POSITIVE CASES
INFANTILE PARALYSIS
(By Telegraph.—Proas Association.)
CHRISTCHURCH, February 2,
"It is open to a good deal of doubt whether these cases which have been called positive really are positive when there is no actual paralysis present," said Dr. A. D. Nelson, medical superintendent of Christchurch Public Hospital, tonight, when he suggested that many of the cases in hospitals throughout the South Island, as infantile paralysis were not really cases of that disease. "We have four cases in hospital here who have been given out to the world as positive cases. I doubt if they are," he said. "Some people say they can diagnose a case definitely in its pre-paralytic stage. lam quite honest when I say I cannot. I don't think a case can be certainly diagnosed in that stage, and I think every doctor who is honest will tell you the same.

[DATA FOR ANALYSIS]
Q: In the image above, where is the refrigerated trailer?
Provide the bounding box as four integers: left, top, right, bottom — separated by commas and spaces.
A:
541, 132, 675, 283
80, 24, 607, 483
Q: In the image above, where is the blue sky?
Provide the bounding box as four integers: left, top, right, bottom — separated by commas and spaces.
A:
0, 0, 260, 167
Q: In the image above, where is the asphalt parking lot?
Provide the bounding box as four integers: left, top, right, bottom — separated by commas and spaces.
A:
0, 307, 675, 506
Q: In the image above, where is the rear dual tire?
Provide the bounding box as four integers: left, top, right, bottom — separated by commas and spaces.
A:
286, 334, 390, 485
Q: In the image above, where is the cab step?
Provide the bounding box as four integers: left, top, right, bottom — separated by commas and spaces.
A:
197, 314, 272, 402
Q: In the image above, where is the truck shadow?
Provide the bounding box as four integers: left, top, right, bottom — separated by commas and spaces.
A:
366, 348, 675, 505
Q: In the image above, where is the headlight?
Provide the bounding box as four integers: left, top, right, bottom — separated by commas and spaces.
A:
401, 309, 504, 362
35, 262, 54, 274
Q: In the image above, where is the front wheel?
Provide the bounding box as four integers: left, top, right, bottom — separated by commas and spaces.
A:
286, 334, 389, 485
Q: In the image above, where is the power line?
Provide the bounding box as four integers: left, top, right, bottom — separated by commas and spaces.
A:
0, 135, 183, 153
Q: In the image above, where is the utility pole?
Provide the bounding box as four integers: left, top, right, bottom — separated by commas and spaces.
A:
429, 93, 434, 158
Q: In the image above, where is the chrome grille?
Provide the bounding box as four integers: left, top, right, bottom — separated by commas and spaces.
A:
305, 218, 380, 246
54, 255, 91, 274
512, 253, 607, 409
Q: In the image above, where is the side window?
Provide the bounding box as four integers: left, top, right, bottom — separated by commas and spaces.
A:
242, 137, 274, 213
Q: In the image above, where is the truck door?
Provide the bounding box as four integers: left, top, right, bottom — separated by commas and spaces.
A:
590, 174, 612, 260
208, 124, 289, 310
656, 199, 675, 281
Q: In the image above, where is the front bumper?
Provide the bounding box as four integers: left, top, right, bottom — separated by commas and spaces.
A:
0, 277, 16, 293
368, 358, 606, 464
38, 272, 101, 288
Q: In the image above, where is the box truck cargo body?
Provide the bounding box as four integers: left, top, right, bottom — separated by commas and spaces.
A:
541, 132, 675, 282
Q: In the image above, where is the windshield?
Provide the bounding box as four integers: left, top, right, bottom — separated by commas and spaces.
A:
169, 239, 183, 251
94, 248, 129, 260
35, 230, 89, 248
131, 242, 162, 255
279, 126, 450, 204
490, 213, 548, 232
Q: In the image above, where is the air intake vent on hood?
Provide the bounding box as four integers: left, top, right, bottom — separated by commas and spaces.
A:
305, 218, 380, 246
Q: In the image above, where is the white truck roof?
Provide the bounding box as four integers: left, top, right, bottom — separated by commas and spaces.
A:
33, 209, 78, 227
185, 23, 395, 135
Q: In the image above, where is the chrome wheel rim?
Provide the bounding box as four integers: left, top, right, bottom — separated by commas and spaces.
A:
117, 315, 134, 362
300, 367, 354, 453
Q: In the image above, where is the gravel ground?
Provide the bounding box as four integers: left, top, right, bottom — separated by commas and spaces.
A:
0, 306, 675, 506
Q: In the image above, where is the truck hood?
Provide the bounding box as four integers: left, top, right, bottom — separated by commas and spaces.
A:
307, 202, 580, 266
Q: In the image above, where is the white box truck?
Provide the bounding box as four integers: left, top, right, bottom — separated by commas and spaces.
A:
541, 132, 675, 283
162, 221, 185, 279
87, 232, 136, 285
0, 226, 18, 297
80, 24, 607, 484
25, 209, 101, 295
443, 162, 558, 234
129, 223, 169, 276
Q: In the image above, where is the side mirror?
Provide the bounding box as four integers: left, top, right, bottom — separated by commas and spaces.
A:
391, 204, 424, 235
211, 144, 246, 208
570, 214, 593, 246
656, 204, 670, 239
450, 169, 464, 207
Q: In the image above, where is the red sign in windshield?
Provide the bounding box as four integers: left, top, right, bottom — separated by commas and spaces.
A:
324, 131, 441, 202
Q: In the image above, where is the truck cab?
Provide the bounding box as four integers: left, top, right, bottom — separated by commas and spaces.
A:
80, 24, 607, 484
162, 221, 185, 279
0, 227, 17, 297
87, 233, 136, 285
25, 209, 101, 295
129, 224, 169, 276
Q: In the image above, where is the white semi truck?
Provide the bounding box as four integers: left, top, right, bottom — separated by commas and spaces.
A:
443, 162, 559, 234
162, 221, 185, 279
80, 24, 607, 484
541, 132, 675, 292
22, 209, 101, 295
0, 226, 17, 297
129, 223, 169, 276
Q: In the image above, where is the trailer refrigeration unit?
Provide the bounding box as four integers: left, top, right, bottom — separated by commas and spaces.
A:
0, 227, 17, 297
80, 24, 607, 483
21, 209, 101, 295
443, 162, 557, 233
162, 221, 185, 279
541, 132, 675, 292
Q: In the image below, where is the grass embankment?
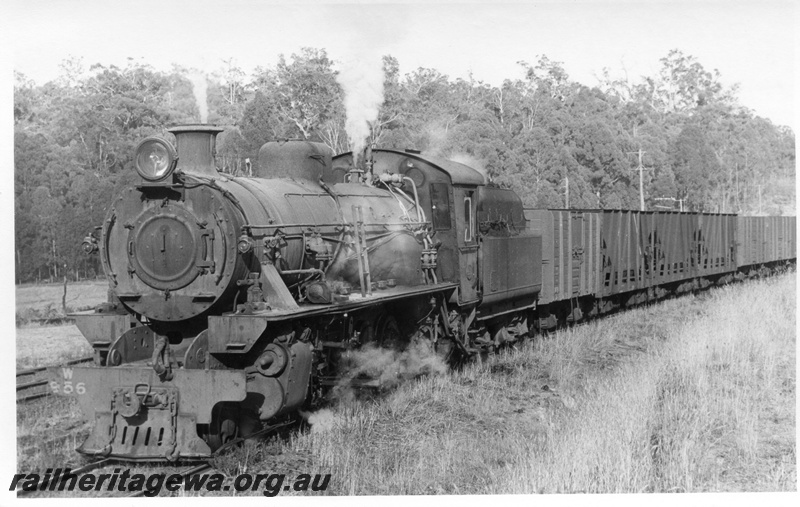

[TASK TO COMPLETE] Write what comes next in the news report on infantile paralysis cases in Christchurch, continuing from the point where it stops.

[RESPONSE]
"When a suspected case is admitted we take some of the cerebral fluid and make a cell count. If there is a very big increase in the count we become suspicious, but it is still open to much doubt until actual paralysis develops. In the pre-paralytic stage a case can be either very serious or nothing at all. It is open to question when a case is described as positive in the absence of paralysis," he concluded.
This statement by Dr. Nelson 'was confirmed later by Dr. J. F. Landreth, who was appointed in the early stages of the epidemic as official specialist in the disease for Canterbury. "The point about the whole thing is that there is some doubt," •he said. "The public health authorities have taken it that all people with high cell counts are positive cases, but it must be admitted that there is quite a large degree of doubt about it all the same."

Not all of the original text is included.